= Davson–Danielli model =

Cell anatomy term

The Davson–Danielli model (or paucimolecular model) was a model of the plasma membrane of a cell, proposed in 1935 by Hugh Davson and James Danielli. The model describes a phospholipid bilayer that lies between two layers of globular proteins, which is both trilaminar and lipoprotinious. The phospholipid bilayer had already been proposed by Gorter and Grendel in 1925; however, the flanking proteinaceous layers in the Davson–Danielli model were novel and intended to explain Danielli's observations on the surface tension of lipid bi-layers (It is now known that the phospholipid head groups are sufficient to explain the measured surface tension).

Evidence for the model included electron microscopy, in which high-resolution micrographs showed three distinct layers within a cell membrane, with an inner white core and two flanking dark layers. Since proteins usually appear dark and phospholipids white, the micrographs were interpreted as a phospholipid bilayer sandwiched between two protein layers. The model proposed an explanation for the ability for certain molecules to permeate the cell membrane while other molecules could not, while also accounting for the thinness of cell membranes.

Despite the Davson–Danielli model being scientifically accepted, the model made assumptions, such as assuming that all membranes had the same structure, thickness and lipid-protein ratio, contradicting the observation that membranes could have specialized functions. Furthermore, the Davson–Danielli model could not account for certain observed phenomena, notably the bulk movement of molecules through the plasma membrane through active transport. Another shortcoming of the Davson–Danielli model was that many membrane proteins were known to be amphipathic and mostly hydrophobic, and therefore existing outside of the cell membranes in direct contact remained an unresolved complication.

The Davson–Danielli model was scientifically accepted until Seymour Jonathan Singer and Garth L. Nicolson advanced the fluid mosaic model in 1972. The fluid mosaic model expanded on the Davson–Danielli model by including transmembrane proteins, and eliminated the previously-proposed flanking protein layers that were not well-supported by experimental evidence. The experimental evidence that falsified the Davson–Danielli model included membrane freeze-fracturing, which revealed irregular rough surfaces in the membrane, representing trans-membrane integral proteins and fluorescent antibody tagging of membrane proteins, which demonstrated their fluidity within the membrane.

Record set.

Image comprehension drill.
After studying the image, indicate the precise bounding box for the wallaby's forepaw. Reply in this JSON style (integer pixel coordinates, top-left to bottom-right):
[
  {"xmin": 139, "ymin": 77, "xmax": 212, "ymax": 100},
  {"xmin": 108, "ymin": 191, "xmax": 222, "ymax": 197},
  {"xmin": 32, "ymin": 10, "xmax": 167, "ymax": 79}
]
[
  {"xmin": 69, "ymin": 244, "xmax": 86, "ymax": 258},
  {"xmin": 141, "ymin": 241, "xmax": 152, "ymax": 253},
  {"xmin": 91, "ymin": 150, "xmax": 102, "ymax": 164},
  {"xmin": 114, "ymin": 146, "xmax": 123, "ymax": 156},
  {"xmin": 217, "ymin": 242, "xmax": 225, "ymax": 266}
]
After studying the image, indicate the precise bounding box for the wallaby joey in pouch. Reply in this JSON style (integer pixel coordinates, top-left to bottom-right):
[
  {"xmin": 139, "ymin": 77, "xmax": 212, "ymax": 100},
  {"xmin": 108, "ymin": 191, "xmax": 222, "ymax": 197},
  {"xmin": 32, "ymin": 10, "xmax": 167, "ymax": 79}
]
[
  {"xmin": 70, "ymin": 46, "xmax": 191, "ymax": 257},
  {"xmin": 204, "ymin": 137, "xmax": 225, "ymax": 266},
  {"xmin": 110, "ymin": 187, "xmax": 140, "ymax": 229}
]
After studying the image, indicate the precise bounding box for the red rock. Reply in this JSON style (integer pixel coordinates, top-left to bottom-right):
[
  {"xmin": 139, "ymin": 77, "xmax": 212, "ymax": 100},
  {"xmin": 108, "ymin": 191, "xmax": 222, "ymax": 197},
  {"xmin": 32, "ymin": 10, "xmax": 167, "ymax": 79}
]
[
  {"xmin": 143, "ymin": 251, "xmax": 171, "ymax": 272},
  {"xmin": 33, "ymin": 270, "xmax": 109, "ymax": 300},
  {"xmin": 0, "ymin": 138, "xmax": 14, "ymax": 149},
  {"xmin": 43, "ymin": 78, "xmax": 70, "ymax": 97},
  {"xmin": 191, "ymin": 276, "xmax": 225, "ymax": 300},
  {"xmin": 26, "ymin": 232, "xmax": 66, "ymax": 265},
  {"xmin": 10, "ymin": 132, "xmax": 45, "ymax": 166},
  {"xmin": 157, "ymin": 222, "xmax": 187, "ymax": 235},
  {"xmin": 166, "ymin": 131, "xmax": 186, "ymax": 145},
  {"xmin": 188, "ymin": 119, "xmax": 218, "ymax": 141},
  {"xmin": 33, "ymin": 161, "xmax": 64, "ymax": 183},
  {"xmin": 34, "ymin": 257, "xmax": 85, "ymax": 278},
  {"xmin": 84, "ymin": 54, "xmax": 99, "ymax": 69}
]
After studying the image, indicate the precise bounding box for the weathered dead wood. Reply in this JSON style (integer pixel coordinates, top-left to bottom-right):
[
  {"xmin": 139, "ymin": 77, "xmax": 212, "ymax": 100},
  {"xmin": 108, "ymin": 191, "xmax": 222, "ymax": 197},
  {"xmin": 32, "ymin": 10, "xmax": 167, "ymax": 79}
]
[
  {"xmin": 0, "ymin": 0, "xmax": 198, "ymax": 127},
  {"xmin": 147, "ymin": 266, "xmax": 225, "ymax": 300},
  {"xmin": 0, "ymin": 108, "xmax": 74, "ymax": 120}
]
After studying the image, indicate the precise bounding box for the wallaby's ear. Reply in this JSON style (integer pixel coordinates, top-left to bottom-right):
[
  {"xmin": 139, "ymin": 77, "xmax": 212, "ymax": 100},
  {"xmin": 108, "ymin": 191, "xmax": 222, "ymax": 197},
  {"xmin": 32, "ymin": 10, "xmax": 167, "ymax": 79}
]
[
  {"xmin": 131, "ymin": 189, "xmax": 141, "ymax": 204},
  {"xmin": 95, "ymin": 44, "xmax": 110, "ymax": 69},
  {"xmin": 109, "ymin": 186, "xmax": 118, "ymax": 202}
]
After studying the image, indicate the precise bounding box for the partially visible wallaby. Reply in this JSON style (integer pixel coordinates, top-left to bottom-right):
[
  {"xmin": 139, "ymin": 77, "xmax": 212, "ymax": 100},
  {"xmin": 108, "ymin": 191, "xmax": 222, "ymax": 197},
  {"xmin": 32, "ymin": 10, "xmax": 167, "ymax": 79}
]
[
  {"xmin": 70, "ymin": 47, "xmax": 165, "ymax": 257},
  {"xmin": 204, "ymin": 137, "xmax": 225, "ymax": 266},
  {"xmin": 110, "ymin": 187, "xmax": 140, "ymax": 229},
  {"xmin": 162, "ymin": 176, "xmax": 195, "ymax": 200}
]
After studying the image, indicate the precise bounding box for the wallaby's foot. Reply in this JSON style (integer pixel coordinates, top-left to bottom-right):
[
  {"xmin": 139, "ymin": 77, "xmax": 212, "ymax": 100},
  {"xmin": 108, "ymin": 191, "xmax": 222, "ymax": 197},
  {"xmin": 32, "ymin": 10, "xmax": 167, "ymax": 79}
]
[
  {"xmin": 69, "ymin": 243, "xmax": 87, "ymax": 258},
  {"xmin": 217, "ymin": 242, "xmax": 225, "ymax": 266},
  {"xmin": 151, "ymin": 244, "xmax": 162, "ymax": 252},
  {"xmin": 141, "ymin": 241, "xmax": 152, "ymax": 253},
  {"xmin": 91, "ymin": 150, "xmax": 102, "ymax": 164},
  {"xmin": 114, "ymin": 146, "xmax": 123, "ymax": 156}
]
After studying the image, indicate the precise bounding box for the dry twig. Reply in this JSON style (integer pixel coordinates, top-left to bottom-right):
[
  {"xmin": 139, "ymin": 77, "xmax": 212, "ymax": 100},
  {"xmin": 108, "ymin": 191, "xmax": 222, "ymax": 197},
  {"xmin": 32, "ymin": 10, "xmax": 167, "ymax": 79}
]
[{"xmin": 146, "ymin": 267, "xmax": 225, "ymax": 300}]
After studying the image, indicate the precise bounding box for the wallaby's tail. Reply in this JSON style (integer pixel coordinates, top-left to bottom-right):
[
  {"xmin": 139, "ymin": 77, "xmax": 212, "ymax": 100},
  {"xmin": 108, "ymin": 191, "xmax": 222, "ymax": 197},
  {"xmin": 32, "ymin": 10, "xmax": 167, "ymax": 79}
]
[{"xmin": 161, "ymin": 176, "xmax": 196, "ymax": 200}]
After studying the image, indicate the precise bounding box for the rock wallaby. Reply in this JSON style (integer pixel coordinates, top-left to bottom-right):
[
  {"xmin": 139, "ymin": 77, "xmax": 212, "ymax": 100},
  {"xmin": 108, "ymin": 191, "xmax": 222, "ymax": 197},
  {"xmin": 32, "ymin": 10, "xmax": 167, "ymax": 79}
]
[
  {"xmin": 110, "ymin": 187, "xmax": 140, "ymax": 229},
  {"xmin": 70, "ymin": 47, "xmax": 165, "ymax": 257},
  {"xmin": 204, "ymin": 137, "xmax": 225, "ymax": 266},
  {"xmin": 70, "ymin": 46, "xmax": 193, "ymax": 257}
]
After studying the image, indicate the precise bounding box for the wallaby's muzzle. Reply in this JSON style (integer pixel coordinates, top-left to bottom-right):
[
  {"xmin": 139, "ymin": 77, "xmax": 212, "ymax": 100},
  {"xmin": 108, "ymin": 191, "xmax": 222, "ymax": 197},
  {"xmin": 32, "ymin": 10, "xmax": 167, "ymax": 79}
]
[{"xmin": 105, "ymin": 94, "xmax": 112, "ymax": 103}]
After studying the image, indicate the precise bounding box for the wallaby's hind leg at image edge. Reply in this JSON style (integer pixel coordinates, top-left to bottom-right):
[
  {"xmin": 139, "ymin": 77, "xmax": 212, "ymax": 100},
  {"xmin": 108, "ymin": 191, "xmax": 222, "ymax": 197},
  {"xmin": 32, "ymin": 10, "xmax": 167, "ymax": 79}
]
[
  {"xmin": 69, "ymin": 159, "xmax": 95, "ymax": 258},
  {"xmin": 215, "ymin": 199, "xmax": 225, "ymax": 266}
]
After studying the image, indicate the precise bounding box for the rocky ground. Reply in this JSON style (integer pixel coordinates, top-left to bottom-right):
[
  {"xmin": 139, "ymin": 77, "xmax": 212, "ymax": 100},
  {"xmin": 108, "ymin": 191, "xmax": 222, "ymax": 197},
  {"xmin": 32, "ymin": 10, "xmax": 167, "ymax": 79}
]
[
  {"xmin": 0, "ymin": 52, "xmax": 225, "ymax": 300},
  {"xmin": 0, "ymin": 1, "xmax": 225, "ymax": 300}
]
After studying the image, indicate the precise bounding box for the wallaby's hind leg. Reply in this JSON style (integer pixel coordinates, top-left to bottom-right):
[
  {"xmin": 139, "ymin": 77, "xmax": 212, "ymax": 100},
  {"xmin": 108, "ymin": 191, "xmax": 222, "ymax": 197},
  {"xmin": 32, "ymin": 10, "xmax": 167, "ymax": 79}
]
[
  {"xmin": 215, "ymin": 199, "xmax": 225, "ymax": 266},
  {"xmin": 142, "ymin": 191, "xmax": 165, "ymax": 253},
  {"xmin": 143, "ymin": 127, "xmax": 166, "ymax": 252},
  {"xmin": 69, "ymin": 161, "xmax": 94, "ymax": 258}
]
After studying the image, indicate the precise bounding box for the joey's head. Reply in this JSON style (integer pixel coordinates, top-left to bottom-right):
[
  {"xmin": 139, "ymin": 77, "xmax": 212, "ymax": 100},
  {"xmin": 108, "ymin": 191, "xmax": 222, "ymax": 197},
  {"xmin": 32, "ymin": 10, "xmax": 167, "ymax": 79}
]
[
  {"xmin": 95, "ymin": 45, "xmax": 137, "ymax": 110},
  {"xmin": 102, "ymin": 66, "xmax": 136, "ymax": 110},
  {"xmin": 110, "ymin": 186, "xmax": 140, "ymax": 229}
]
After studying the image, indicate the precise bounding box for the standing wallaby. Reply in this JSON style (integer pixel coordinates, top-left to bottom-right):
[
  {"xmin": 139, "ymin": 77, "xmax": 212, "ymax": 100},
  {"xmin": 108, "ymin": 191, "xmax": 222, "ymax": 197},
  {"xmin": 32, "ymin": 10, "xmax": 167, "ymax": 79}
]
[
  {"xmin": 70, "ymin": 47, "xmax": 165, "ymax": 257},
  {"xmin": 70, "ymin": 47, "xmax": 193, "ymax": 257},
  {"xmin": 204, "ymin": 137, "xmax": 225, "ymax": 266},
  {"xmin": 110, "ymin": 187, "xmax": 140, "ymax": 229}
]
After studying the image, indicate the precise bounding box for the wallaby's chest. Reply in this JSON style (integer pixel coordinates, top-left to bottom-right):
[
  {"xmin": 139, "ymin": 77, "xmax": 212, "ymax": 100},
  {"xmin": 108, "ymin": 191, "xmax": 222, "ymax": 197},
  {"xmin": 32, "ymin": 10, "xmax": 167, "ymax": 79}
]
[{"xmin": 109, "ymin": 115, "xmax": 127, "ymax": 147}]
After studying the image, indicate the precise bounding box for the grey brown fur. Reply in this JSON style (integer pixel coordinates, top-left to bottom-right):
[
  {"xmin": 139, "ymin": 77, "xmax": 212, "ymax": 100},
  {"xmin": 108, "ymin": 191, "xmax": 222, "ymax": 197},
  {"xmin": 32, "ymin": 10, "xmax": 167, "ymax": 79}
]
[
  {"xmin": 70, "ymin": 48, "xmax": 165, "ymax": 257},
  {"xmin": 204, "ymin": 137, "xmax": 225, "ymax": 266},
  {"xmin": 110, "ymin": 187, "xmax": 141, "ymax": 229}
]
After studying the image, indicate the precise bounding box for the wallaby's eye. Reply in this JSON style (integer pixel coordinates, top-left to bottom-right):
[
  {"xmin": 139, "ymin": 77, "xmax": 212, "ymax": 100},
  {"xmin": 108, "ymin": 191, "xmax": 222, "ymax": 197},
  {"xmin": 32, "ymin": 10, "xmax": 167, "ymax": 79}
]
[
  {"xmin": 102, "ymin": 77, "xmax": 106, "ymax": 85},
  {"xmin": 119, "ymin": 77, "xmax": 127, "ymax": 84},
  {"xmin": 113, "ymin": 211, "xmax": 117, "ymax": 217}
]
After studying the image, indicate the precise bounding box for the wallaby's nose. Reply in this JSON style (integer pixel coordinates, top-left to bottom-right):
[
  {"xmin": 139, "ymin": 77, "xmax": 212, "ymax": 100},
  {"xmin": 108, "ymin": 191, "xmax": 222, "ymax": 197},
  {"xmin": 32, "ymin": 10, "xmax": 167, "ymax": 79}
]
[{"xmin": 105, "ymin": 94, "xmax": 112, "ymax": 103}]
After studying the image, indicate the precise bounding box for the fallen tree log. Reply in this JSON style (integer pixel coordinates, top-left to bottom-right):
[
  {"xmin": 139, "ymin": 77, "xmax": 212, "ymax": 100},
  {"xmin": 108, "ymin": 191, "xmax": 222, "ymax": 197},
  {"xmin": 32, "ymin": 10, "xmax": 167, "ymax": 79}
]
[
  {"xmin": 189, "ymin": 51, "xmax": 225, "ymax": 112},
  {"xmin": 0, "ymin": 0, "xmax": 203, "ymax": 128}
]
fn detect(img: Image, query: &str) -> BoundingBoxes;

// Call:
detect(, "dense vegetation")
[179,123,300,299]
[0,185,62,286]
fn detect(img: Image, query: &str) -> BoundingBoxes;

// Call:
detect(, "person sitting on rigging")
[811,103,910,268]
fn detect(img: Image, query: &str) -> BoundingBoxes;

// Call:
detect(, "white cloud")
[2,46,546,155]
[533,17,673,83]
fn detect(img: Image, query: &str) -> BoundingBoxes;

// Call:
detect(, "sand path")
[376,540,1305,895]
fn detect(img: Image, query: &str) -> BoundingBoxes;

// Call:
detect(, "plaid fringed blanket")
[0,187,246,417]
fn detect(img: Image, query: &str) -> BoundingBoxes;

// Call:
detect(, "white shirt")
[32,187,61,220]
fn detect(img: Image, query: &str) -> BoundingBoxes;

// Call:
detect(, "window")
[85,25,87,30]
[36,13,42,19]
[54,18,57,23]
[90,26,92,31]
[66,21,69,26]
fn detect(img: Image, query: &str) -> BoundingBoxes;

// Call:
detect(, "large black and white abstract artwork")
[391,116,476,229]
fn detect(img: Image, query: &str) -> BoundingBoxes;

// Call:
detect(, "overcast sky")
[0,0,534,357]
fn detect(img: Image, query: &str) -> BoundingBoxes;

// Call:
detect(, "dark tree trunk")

Aim of the exercise. Copy the passage from the Davson–Danielli model text word for word, from "Cell anatomy term" to "measured surface tension).".

Answer box.
Cell anatomy term

The Davson–Danielli model (or paucimolecular model) was a model of the plasma membrane of a cell, proposed in 1935 by Hugh Davson and James Danielli. The model describes a phospholipid bilayer that lies between two layers of globular proteins, which is both trilaminar and lipoprotinious. The phospholipid bilayer had already been proposed by Gorter and Grendel in 1925; however, the flanking proteinaceous layers in the Davson–Danielli model were novel and intended to explain Danielli's observations on the surface tension of lipid bi-layers (It is now known that the phospholipid head groups are sufficient to explain the measured surface tension).